Yang Perlu Dikerjakan:
A) Menurut artikel tentang zakat fitrah, apa yang menjadi tipologi umum badan amil zakat di seantero nusantara?
B) Lanjutkan artikel tentang zakat fitrah setelah kalimat terakhirnya.

Blok Teks:
= = = = =

[Nasional-m] Zakat Fitrah Entaskan Kemiskinan

Ambon nasional-m@polarhome.com
Sun, 24 Nov 2002 22:07:11 +0100


Suara Karya

Zakat Fitrah Entaskan Kemiskinan
Oleh MN Harisudin

Senin, 25 November 2002
Sebagaimana di ujung akhir bulan Ramadhan tahun-tahun sebelumnya, umat Islam
sejak dini mencanangkan zakat fitrah, sebentuk amal sosial-praktis yang
menjadi kewajiban setiap muslim yang mampu. Zakat fitrah, yang waktunya
telah ditentukan, dipandang merupakan amal penghabisan sebagai penyucian
jiwa akhir muslim. Pun, zakat ini dipandang amal-penyempurna, atas amalan
selama bulan suci. Karenanya, keberadaan zakat bagi seorang muslim, adalah
meniscaya adanya.

Hanya saja, fungsi sosial zakat fitrah, selama ini, masih belum tampak
menonjol. Paling maksimal, ia (zakat fitrah) hanya berfungsi karitatif,
hanya menyelesaikan persoalan lahiriyah, permukaannya per sekian. Zakat ini,
tidak sampai mengarah pada dataran subtansial; mengerahkan seluruh energinya
pada pengentasan kemiskinan yang menjadi ruh atau spiritnya semula. Zakat,
dalam bentukan ini adalah "mandul" karena sama sekali belum mampu
menghadirkan fungsi sosialnya.

Dalam konteks Indonesia, bentukan zakat yang "mandul" diperparah lagi dengan
organisasi dengan kinerja buruk, mengakibatkan tidak saja 'kekaburan'
sasaran, akan tetapi juga 'ketidaktepatan' mana prioritas yang hendak
dituju. Kekaburan berikut ketidaktepatan karena organisasi yang buruk,
menjadi tipologi umum badan amil zakat di seantero nusantara. Sehingga, dari
tahun ke tahun, kehadiran badan amil zakat ini tidak menunjukkan hasil yang
menggembirakan. Dus, amanat fungsi sosial zakat yang diembannya kian jauh
dari kenyataan.

= = = = =

Informasi yang Diberikan:
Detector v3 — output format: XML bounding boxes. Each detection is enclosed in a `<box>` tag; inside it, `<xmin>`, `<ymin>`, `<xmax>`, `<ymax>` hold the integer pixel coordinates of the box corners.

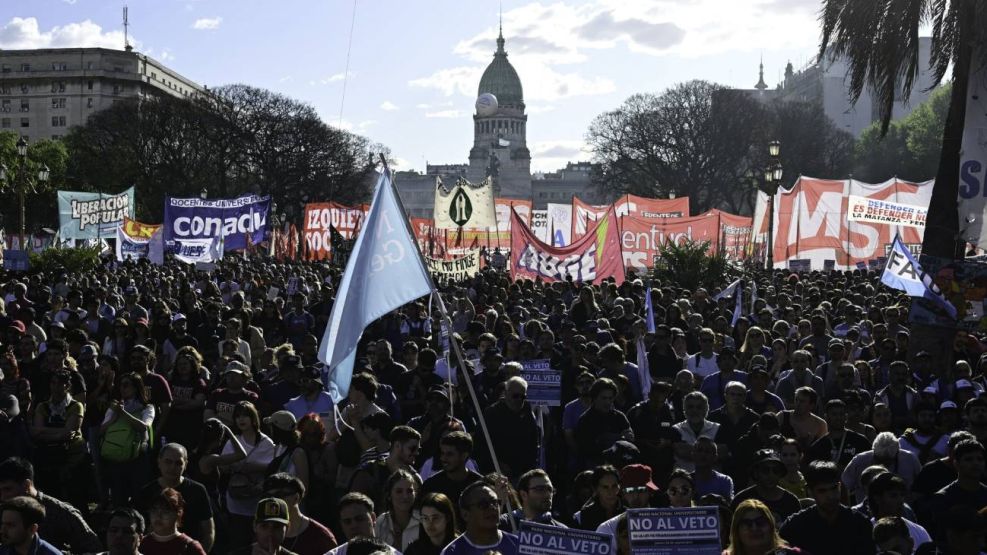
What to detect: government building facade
<box><xmin>394</xmin><ymin>28</ymin><xmax>600</xmax><ymax>218</ymax></box>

= = = = =

Tugas yang Diselesaikan:
A) Kekaburan sasaran dan ketidaktepatan prioritas yang disebabkan oleh organisasi yang buruk.

B)
***

Seharusnya, persoalan di atas tidak terjadi jika -- istilah saya -- diajukan
revitalisasi atas zakat fitrah. Revitalisasi ini menyangkut dua hal; makna
dan instrumen. Revitalisasi makna zakat fitrah, berlandas-tumpu atas aras
filosofiknya. Tidak sebagaimana alur pikir normatif mengenai zakat, landas
filosofik mempertanyakan eksistensi zakat fitrah; mengapa harus ada zakat
fitrah? Apakah kehadirannya dirasa perlu dalam tata-sosial muslim? Dan lalu,
apa juga fungsi yang diembannya jika keberadaannya diakui di dunia muslim?

Jawabannya; zakat fitrah meniscaya adanya karena (ia) menjadi bagian -- yang
integral dengan zakat mal -- dalam hal distribusi pendapatan. Bahwa siapa
pun sepakat tentang adanya tata-sosial yang timpang; kaya-miskin,
dzalim-madzlum, kuat-lemah (Hasan Hanafi:1981), adalah sebuah argumen logis
mengapa harus dimulai dari zakat. Lebih gamblangnya, karena sebuah struktur
sosial yang senantiasa tidak adil (unjust) menyebabkan seseorang
termiskinkan.

Islam, melalui seperangkat aturannya, mafhum jika struktur sosial ini tidak
serta-merta mudah dimusnahkan. Merobohkan struktur sosial secara
revolusioner, dalam angan-angan Islam, adalah hal yang utopis. Karena, yang
demikian sama halnya, dengan mengingkari sunnatullah. Sunnatullah menegaskan
selalu ada jurang ekonomi antarkelas sosial yang berbeda. Dengan ini, maka
yang dikembangkan Islam bukanlah kesamaan ekonomi, akan tetapi kesamaan
sosial.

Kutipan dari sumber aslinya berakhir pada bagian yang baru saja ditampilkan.